**Dataset excerpts**:
● ● ●

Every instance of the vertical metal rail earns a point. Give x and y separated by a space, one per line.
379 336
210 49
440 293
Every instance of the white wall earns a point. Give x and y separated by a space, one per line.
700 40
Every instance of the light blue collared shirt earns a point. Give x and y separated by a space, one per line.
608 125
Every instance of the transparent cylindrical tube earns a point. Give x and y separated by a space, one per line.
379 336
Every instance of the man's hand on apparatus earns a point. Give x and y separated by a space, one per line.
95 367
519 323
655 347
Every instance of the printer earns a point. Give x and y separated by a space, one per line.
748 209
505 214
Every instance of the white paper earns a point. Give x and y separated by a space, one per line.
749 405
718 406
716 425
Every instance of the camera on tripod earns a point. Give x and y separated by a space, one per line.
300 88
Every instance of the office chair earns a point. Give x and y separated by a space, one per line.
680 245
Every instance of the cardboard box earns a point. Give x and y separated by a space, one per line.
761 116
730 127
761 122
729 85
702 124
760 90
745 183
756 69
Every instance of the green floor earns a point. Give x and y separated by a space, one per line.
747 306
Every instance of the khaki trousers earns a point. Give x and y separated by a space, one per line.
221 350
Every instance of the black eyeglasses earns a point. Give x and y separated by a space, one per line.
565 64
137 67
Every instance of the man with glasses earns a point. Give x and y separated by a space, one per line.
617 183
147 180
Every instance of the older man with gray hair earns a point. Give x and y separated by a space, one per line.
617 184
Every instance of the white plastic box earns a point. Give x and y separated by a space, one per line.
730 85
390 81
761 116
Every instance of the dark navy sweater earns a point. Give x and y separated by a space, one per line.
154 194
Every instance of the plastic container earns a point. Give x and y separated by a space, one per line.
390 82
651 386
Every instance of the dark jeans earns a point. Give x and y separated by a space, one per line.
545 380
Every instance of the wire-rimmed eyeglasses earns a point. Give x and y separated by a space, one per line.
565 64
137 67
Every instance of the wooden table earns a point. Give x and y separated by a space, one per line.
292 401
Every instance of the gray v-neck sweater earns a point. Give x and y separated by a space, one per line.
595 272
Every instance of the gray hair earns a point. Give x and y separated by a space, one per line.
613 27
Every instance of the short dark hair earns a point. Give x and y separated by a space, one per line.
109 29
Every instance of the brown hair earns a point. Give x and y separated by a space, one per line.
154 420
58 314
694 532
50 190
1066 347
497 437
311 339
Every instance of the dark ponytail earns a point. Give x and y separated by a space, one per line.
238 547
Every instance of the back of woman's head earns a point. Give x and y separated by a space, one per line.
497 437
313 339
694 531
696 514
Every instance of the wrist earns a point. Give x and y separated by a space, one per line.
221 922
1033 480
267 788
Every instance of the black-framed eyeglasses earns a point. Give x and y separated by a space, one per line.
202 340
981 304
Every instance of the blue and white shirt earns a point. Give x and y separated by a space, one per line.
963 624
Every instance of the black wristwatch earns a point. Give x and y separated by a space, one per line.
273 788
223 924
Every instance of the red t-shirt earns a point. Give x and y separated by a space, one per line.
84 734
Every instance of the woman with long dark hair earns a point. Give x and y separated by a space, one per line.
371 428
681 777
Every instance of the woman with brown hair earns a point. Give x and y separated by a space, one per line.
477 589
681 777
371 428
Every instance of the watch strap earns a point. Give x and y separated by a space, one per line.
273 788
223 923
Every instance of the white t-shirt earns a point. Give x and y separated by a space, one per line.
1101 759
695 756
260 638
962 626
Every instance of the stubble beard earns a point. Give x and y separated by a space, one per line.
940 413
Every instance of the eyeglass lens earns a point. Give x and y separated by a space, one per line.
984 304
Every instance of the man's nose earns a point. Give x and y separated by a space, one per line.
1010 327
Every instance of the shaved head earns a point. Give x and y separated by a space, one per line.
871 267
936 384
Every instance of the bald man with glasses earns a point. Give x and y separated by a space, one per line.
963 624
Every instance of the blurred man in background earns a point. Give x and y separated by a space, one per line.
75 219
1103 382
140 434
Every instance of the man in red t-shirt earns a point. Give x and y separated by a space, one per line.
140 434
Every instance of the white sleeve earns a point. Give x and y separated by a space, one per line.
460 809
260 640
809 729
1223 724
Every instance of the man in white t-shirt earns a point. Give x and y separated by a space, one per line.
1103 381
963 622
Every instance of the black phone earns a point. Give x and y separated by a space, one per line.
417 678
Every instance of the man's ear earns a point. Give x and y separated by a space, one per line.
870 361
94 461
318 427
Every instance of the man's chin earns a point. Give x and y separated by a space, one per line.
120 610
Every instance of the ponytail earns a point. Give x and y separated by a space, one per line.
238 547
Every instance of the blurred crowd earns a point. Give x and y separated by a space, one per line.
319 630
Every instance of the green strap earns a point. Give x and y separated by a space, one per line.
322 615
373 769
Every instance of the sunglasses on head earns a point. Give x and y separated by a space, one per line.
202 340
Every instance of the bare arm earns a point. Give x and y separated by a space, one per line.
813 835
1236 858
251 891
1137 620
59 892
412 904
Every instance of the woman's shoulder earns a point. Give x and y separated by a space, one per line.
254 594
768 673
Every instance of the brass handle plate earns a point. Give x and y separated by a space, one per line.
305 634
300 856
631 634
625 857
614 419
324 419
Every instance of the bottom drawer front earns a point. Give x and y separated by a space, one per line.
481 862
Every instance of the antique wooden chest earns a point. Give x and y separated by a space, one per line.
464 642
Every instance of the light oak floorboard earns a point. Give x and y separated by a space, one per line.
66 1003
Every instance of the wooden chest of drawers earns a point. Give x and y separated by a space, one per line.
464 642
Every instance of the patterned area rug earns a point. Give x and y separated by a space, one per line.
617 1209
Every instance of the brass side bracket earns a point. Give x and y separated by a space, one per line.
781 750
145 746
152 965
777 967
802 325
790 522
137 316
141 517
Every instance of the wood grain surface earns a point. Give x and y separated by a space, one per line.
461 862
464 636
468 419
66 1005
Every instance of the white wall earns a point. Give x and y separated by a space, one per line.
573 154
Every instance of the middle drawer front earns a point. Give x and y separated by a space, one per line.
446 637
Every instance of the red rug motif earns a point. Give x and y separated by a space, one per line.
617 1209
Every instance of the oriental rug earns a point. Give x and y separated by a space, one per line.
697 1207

● ● ●

Rescale the part of the lines that opens with the line containing "Every instance of the brass handle" and runs through the end of the lines. Reproduce each of those lines, requests included, with every point coordinate in the answers multiplied by 0.65 and rounded to the nearest whole number, halves rounded up.

**Task response**:
Every instance of the brass handle plate earns a point. Give x and y separated by a space, one per line.
198 412
195 556
410 412
406 557
399 272
211 272
Every instance of the bottom drawer front earns a point. Give x and y separated by a space, one per line.
313 560
Every instance of the antique wooden chest earns a point. Give x and y separated by a space, one per line.
302 417
Every instance of the light oak floorboard earns a point. Give x and y separated by a space, one per line.
43 652
Every instance of the wooden chest of drawers earns a point. Give x and y separated by a space, one per line.
302 417
Every instance of the patterned area rug earns a point. Give x and y separated by a space, one per line.
401 786
Every instance of the brass side bracket earns a point. Give x and y separated by a space, one per line.
508 488
94 485
99 627
505 629
521 211
514 339
89 205
92 336
Every instance of the wood grain surface earns a point. Give x and y separated by a space, one per line.
300 560
302 413
304 272
43 653
Every instance of the white wall earns a point. Give x and y separated by a space, one per line.
372 100
Every instance of the middle drawer front earns a point. Give x and y separated by a space, one per line.
290 414
Every instance of the red rug motif earns a point. Give x and y separated by a space, one per line.
401 786
Every instance of the oriental rug earns a point. Give x and y separated by a space, one per line.
453 785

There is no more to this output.